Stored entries
+ + + + + + +
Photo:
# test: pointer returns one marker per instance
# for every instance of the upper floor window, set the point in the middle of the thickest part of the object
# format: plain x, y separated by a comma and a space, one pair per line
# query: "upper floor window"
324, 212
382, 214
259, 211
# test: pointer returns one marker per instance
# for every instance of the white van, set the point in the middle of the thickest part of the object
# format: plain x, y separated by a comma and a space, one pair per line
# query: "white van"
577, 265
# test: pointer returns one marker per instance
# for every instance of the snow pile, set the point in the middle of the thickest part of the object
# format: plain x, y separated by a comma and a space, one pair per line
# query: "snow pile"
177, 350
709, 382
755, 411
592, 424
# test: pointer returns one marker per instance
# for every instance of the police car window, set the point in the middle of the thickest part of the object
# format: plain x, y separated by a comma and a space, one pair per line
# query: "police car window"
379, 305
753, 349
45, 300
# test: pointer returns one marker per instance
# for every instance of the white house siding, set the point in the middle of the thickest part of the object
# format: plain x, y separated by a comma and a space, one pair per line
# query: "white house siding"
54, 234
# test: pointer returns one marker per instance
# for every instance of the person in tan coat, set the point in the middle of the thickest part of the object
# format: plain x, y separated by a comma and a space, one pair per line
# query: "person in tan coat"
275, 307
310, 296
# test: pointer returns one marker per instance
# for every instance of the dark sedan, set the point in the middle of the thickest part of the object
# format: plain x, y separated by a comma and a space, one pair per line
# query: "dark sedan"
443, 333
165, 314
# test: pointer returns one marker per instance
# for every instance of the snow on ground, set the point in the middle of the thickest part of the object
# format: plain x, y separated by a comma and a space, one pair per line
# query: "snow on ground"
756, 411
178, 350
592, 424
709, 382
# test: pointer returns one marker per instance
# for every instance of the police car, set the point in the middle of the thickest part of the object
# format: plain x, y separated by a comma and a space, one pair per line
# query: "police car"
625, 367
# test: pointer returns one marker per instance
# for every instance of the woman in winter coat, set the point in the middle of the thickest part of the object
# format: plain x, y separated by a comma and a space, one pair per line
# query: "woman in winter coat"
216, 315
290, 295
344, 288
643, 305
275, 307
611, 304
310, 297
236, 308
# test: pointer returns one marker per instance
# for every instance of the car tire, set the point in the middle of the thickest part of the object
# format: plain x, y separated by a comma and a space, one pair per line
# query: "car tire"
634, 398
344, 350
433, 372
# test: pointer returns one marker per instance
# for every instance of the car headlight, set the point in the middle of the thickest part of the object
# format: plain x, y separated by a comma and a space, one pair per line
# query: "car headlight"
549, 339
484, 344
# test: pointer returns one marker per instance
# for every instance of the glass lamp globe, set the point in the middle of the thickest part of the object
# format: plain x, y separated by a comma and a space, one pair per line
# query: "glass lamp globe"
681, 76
+ + + + + + +
Output the full listing without altering anything.

Photo:
# test: pointer returns one marker per instance
# for every instance of the upper floor window, set the point in the middle of the thickest part of the object
# format: plain x, y separated by a comma and a space, one pair per line
# query: "upper floor window"
324, 212
382, 214
259, 211
# test: pointer returns one marker per instance
# for every instance of the white van, set the point in the middle of the thickest part of the object
# format: plain x, y separated by a comma and a space, one pair per line
# query: "white van"
577, 265
# test: pointer returns one marker per instance
# for every instance of the snow pile, set the point in the middle of the thickest part of the object
# format: plain x, y separated by a comma and a space, one pair per line
# query: "snow pile"
177, 350
709, 382
755, 411
592, 424
# test: pointer returns one marker per instance
# for every instance of the police car window, set the point in the middle of the thickest part of the object
# format: plain x, y separated by a comma and a space, one pair per line
# query: "police car window"
379, 305
753, 349
45, 300
# test: pointer returns one marker per instance
# for every instance of the white house siding, set the point in the middle of the thickest part of the object
# format: plain x, y separated by a comma and a space, one pair per line
# query: "white house siding"
54, 234
# test: pointer returns one marker per instance
# for every instance of the person in tan coat, set the point in the middle of the thickest part of the object
# format: plain x, y separated by a comma and a space, one pair per line
# query: "person in tan coat"
275, 307
310, 296
# test: pointer returns one marker per instance
# for every instance of the dark sedan, set the point in the middle of the thickest part of the object
# format: plain x, y separated by a comma and a space, one pair per line
# query: "dark sedan"
443, 333
165, 314
# test: pointer returns one marker per instance
# for every instance of the snow on ground, set the point in the middle of the thickest part of the object
# format: plain x, y separated by a comma and a space, one pair per line
# query: "snow on ground"
756, 411
178, 350
592, 424
709, 382
# test: pointer returns one marker per instance
# for every instance of the police car, set the point in the middle of the thickest part of the object
# format: plain x, y separated by a comma and a space, one pair per line
# query: "police car"
625, 367
# test: pointer returns one marker per instance
# for every instance of the woman in winter coat, set the point in the middle of the thickest part of the object
# format: plain x, y separated by a comma and a space, one pair per line
# query: "woman in winter coat"
216, 315
290, 295
344, 288
643, 305
275, 307
611, 304
310, 297
236, 308
# test: pointer returns one marker per instance
# for every instance of the car tire, set the point in the middle of the thickest part of the object
# format: plain x, y separated by a comma and a space, one pair per line
# query: "car tire"
634, 398
344, 350
433, 372
# test: pointer returns one marker per instance
# for every instance of the car headlight, set the point in the middle of the thickest part of the object
# format: plain x, y separated by a comma and a space, one pair per line
# query: "car headlight"
549, 339
484, 344
# test: pointer returns one marker per instance
# for every instance of the glass lamp globe, set the point in the middle of the thickest part of the object
# format: plain x, y separated by a comma and a space, one pair per line
# query: "glass lamp globe"
681, 76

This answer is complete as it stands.